SUPPLIED TEXT:
##########

Aft Emergency Towing Arrangement for Tankers
The aft emergency towing system fitted to tankers will typically consist of a wire towing pennant on a poop deck storage drum and a storage box containing the messenger and pick up gear. Frequently, the system is designed with the messenger line led from the storage box, through the fairlead and permanently attached to the wire pennant connection on deck to ensure that the equipment can be easily and quickly deployed in an emergency.
However, this means that the messenger, which may be of synthetic fibre or wire rope construction, will be exposed to the weather elements. A wire rope will quickly corrode with exposure to sea water and synthetic fibre ropes will perish if not protected from direct sunlight and funnel soot. These effects may significantly reduce the breaking load of the messenger line, possibly resulting in failure of the system in an emergency situation.
A protective sleeve fitted on to the exposed section of the messenger line will greatly reduce this risk. This sleeve may be of canvas or taken from a section of fire hose, for example, but it should still be capable of being removed to allow periodic inspection of the rope. Where wire rope messengers are fitted, the exposed section should be kept well lubricated and preferably covered with a water repellent tape.
Anchor lashings are used in order to avoid the anchors being lost while underway at sea. It should be noted that if the entire cable pays out in very deep water, chances are that the windlass would not have sufficient power to raise the combined weight of the anchor and cable. To prevent this, anchors are secured by applying the windlass brake, applying the guillotine and using anchor lashings. The anchor lashings form part of the securing system and are not designed to hold the whole weight of the anchor.

##########

INFORMATION PROVIDED:
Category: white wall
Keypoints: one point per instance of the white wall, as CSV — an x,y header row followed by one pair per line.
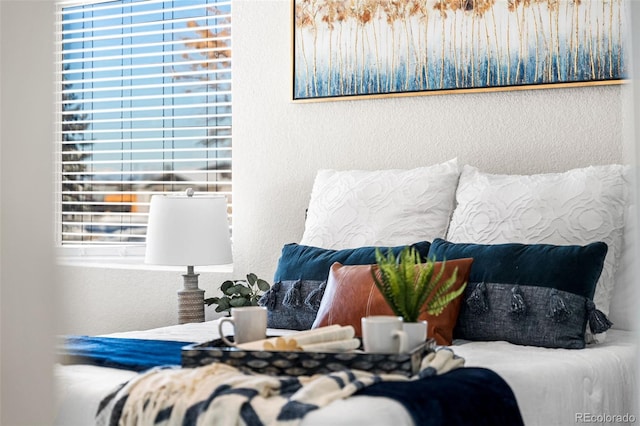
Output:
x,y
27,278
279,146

##########

WORK TO COMPLETE:
- 1) According to the text on tanker towing gear, what can the protective sleeve for the messenger line be made from?
- 2) Extend the text on tanker towing gear and anchor lashings from its last sentence.

ANSWERS:
- 1) Canvas or a section of fire hose.

- 2)
Workshop Machinery Guards
The absence of protective guards and shields on workshop machinery is a common finding of Club shipboard risk assessments and condition surveys. The images below illustrate effective and well maintained guards of transparent, impact resistant material, fitted to the lathe, drill and grinder. Workshop tools rotating at high speed have the potential to cause serious eye or bodily injury not only to operators but also other crew members present in the workshop. Regular checks on the condition of workshop machinery guards should form part of the shipboard planned maintenance system.
Shipboard Lifting Equipment
Club risk assessors occasionally find that portable lifting gear, including chain blocks, strops and slings are not checked and maintained on a regular basis. This Member has implemented a simple yet effective colour coding system for annual inspections of equipment. In the image shown, the colour code for the current calendar year is red and all inspected items are either marked with a red patch or have a red tag attached with the date of inspection. Crew can therefore see at a glance if equipment inspections are up to date. It remains good practice for crew to always check the condition of lifting gear on every occasion prior to use.
With bridge watchkeepers being increasingly subject to information overload, good management of radio navigation warnings and weather messages is vital. Rather than allowing the NAVTEX printout to carelessly roll up on the chart table, some of our entered vessels have displayed good control of NAVTEX messages, with watchkeepers signing off and acknowledging messages of concern to the voyage and positively recording that they have been acted upon. The messages are sorted out into their separate categories and prominently displayed as shown.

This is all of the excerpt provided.